■ Task: Please copy, with no word changed, only the run of lines that opens with the line containing "object=wooden post" and closes with the last line below.

Stored dataset items:
━━━━━━━━
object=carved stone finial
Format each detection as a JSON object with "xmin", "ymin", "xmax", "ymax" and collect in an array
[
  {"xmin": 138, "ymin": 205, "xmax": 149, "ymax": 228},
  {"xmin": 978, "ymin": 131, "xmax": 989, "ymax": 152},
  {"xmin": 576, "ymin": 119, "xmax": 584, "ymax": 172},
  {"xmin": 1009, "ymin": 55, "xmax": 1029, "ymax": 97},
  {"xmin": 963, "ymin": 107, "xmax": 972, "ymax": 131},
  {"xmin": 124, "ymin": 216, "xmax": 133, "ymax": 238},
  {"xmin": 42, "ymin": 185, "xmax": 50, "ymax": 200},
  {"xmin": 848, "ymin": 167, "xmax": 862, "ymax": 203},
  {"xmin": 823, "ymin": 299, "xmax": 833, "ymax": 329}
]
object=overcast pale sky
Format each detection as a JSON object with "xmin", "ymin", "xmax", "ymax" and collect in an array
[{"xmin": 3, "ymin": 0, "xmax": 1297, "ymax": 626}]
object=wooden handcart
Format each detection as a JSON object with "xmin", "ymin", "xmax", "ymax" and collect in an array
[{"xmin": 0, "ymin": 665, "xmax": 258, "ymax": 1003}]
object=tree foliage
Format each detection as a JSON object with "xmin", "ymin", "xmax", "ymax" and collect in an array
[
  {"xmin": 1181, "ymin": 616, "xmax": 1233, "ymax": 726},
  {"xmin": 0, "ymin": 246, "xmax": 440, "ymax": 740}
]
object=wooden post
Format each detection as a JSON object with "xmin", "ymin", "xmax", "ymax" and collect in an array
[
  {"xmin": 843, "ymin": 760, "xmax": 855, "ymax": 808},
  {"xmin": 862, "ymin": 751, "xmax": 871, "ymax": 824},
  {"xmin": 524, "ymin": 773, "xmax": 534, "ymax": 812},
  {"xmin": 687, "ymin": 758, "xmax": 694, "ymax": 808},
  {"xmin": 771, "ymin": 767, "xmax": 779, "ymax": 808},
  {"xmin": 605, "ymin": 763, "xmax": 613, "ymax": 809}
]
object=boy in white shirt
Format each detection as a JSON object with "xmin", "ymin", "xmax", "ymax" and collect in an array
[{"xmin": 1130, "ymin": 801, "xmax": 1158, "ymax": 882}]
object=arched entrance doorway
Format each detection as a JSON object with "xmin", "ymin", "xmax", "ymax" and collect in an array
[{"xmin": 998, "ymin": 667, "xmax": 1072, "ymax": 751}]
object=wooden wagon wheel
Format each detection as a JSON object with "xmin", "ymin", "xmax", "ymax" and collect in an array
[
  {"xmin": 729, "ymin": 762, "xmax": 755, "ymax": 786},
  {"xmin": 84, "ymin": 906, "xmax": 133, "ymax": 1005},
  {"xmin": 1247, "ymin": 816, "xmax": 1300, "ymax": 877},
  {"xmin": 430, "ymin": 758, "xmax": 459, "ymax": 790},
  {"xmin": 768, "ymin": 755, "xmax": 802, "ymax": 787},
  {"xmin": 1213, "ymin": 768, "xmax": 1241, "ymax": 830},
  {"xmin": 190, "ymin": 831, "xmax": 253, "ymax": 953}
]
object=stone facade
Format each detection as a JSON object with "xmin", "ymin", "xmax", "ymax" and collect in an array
━━━━━━━━
■ Task response:
object=wooden post
Format each detection as a JSON object with "xmin", "ymin", "xmax", "ymax" and collect in an array
[
  {"xmin": 843, "ymin": 760, "xmax": 855, "ymax": 808},
  {"xmin": 862, "ymin": 751, "xmax": 871, "ymax": 824},
  {"xmin": 524, "ymin": 773, "xmax": 534, "ymax": 812},
  {"xmin": 687, "ymin": 758, "xmax": 694, "ymax": 808},
  {"xmin": 771, "ymin": 767, "xmax": 779, "ymax": 808},
  {"xmin": 605, "ymin": 763, "xmax": 613, "ymax": 809}
]
object=boy in white shirt
Format each detection as a JSON object with "xmin", "ymin", "xmax", "ymax" and collect in an array
[{"xmin": 1130, "ymin": 801, "xmax": 1158, "ymax": 882}]
object=arched entrance doorway
Format each detection as a JSON object with "xmin", "ymin", "xmax", "ymax" and collect in an array
[{"xmin": 998, "ymin": 667, "xmax": 1072, "ymax": 751}]
object=wooden wagon wheel
Format each detection as a JSON object with "xmin", "ymin", "xmax", "ymax" and collect in an array
[
  {"xmin": 729, "ymin": 762, "xmax": 755, "ymax": 786},
  {"xmin": 84, "ymin": 906, "xmax": 133, "ymax": 1005},
  {"xmin": 1247, "ymin": 816, "xmax": 1300, "ymax": 877},
  {"xmin": 430, "ymin": 758, "xmax": 459, "ymax": 790},
  {"xmin": 768, "ymin": 755, "xmax": 802, "ymax": 787},
  {"xmin": 1213, "ymin": 768, "xmax": 1241, "ymax": 830},
  {"xmin": 190, "ymin": 831, "xmax": 253, "ymax": 953}
]
object=stone facade
Format each detection as a JSON object with "xmin", "ymin", "xmax", "ymax" and collect in an array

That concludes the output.